Records from a pointing dataset:
____________

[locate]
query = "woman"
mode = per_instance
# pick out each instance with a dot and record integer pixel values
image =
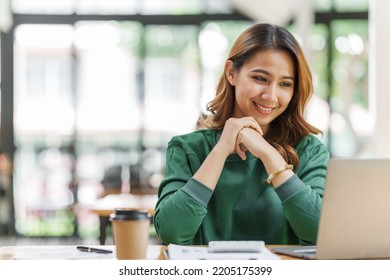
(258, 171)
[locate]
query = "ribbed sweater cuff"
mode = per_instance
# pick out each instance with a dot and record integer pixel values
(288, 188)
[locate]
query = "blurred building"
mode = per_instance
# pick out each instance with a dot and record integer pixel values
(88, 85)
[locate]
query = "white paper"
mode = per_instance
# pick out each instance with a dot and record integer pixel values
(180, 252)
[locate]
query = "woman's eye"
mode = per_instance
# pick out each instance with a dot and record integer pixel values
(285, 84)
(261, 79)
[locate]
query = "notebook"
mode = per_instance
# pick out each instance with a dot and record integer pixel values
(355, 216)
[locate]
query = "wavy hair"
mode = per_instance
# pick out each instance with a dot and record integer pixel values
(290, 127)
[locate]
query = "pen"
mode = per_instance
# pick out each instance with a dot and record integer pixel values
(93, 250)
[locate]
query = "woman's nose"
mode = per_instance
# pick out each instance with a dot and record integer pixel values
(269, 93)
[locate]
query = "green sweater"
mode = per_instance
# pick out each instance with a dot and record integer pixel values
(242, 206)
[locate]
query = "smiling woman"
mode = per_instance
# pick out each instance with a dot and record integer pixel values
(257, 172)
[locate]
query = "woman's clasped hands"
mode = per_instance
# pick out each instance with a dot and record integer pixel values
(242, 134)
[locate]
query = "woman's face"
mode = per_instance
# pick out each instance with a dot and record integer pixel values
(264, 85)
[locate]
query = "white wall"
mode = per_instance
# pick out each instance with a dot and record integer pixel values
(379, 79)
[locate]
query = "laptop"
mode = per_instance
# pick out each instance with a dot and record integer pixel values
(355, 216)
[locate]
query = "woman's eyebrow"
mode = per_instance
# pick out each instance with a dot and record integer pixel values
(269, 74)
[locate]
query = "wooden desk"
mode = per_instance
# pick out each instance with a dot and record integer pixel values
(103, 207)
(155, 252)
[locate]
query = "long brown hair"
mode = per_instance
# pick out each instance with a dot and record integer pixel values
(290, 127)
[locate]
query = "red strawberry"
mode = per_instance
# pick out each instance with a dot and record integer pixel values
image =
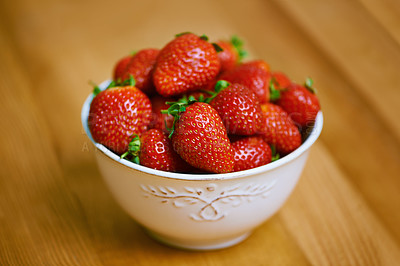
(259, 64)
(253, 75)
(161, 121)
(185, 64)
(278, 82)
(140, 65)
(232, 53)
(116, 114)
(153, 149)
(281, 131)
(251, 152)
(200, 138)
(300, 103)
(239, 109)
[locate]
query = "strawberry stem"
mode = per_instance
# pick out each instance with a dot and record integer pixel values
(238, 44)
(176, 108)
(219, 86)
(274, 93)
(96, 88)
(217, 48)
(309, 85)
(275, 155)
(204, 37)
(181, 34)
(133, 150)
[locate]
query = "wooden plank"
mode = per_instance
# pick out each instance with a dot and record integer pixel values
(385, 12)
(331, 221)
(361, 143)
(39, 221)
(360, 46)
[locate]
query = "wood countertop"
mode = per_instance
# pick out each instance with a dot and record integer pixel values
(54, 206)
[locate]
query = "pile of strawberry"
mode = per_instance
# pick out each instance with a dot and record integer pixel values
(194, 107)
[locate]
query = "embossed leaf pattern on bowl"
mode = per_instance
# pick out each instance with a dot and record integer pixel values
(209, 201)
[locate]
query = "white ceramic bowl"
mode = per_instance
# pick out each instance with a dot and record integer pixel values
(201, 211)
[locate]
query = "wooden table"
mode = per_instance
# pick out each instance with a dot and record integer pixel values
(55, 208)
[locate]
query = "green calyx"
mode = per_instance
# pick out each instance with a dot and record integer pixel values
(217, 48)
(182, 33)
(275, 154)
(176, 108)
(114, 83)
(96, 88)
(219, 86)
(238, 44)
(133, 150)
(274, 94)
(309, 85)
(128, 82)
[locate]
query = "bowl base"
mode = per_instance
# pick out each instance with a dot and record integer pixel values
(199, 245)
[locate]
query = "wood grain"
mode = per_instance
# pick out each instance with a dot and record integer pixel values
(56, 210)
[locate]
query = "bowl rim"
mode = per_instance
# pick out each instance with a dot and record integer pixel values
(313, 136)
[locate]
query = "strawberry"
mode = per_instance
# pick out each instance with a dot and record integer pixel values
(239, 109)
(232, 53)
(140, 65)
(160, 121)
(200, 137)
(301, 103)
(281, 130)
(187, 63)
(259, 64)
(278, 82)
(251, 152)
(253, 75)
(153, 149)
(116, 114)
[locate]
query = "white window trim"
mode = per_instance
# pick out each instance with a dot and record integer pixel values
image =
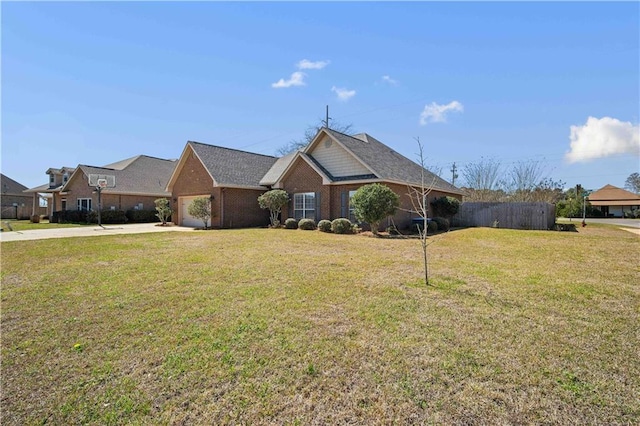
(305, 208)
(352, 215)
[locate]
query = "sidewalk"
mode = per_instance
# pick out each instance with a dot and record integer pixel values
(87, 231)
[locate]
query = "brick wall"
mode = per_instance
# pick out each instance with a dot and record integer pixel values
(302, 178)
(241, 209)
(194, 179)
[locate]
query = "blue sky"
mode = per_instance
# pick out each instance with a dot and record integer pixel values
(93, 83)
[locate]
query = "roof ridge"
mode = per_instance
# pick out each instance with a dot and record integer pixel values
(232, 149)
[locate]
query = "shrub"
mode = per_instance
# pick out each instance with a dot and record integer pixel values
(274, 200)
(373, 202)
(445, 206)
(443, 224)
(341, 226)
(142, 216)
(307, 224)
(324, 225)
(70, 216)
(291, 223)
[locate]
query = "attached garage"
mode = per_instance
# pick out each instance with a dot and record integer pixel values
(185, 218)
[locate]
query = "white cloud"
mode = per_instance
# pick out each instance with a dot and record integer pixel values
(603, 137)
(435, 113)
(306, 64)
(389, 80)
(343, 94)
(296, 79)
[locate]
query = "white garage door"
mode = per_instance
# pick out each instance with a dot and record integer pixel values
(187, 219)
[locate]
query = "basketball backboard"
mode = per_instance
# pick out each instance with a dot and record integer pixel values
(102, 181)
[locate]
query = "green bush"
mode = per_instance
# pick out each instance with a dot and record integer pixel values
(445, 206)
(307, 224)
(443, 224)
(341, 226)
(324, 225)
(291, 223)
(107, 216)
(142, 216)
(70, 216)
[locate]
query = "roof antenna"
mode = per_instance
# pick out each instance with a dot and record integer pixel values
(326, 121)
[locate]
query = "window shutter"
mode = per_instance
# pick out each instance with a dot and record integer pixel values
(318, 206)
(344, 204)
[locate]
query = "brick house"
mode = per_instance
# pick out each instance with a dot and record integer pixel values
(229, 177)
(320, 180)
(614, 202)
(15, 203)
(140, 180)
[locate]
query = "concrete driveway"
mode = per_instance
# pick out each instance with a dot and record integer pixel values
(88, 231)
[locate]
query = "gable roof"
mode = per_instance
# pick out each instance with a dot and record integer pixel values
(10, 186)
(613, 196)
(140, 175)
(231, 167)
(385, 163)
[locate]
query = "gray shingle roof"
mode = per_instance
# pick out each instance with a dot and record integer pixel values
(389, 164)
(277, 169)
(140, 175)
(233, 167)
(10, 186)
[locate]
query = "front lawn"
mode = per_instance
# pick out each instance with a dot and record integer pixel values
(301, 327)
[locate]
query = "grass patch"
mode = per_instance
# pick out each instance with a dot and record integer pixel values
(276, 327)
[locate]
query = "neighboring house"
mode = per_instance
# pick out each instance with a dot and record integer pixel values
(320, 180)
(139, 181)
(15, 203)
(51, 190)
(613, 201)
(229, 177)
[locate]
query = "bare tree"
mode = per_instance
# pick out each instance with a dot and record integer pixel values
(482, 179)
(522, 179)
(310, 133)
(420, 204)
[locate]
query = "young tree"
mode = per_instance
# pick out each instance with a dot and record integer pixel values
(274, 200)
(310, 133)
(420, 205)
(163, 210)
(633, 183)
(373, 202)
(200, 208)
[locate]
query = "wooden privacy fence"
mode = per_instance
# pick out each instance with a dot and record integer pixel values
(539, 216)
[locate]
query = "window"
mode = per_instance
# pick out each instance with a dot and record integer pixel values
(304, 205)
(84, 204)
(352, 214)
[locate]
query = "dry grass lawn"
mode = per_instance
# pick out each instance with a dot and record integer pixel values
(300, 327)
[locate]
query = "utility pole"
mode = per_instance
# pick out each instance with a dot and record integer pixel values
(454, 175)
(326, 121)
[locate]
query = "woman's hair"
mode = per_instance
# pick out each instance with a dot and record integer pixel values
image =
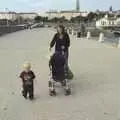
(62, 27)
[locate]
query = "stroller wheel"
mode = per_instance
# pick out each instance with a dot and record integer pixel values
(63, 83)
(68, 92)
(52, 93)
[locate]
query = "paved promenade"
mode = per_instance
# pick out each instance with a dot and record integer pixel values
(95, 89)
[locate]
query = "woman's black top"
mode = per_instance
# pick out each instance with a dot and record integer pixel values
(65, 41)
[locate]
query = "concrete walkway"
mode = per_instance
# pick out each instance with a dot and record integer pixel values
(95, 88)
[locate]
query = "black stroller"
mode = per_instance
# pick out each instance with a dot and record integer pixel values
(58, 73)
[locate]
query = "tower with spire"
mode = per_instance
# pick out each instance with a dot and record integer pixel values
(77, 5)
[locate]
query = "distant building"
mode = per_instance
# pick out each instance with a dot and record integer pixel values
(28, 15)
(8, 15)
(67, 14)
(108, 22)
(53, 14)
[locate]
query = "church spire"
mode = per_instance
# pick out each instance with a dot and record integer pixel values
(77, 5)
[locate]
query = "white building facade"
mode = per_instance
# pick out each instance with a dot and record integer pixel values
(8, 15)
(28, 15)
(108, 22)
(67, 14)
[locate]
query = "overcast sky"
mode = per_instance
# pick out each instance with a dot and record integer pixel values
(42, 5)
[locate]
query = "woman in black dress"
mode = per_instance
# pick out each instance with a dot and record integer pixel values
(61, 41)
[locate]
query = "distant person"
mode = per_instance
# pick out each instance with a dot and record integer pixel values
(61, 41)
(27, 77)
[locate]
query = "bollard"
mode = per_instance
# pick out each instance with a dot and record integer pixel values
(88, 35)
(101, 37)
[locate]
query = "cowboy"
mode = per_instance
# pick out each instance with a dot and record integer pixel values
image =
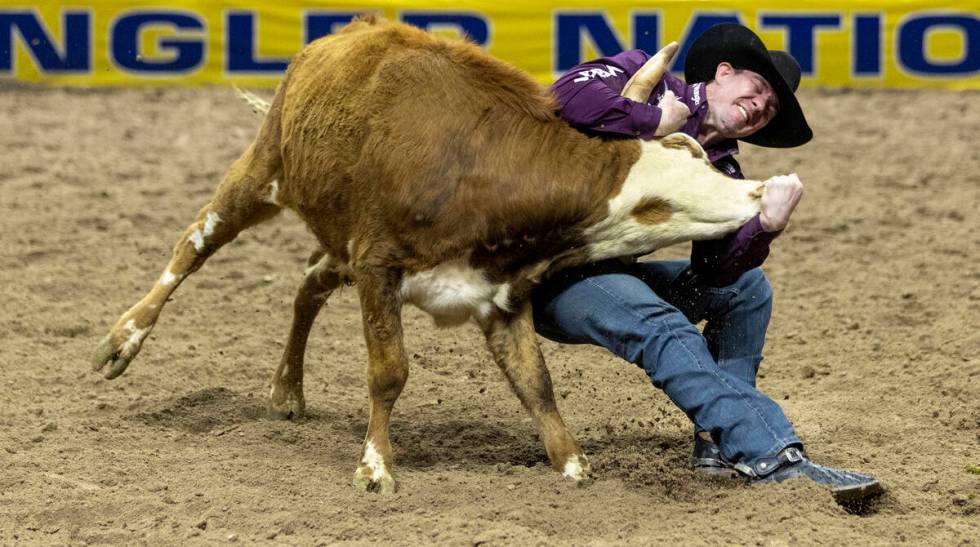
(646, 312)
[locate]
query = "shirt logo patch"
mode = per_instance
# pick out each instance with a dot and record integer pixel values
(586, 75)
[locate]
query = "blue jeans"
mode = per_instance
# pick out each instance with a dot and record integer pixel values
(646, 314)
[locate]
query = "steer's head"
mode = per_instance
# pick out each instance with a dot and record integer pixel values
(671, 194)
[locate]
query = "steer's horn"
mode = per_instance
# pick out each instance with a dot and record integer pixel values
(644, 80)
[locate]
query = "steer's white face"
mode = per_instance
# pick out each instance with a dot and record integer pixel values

____________

__Set problem__
Please gather and copy out every line of the records that contains the word "distant".

__Reply__
query = "distant building"
query = "distant person"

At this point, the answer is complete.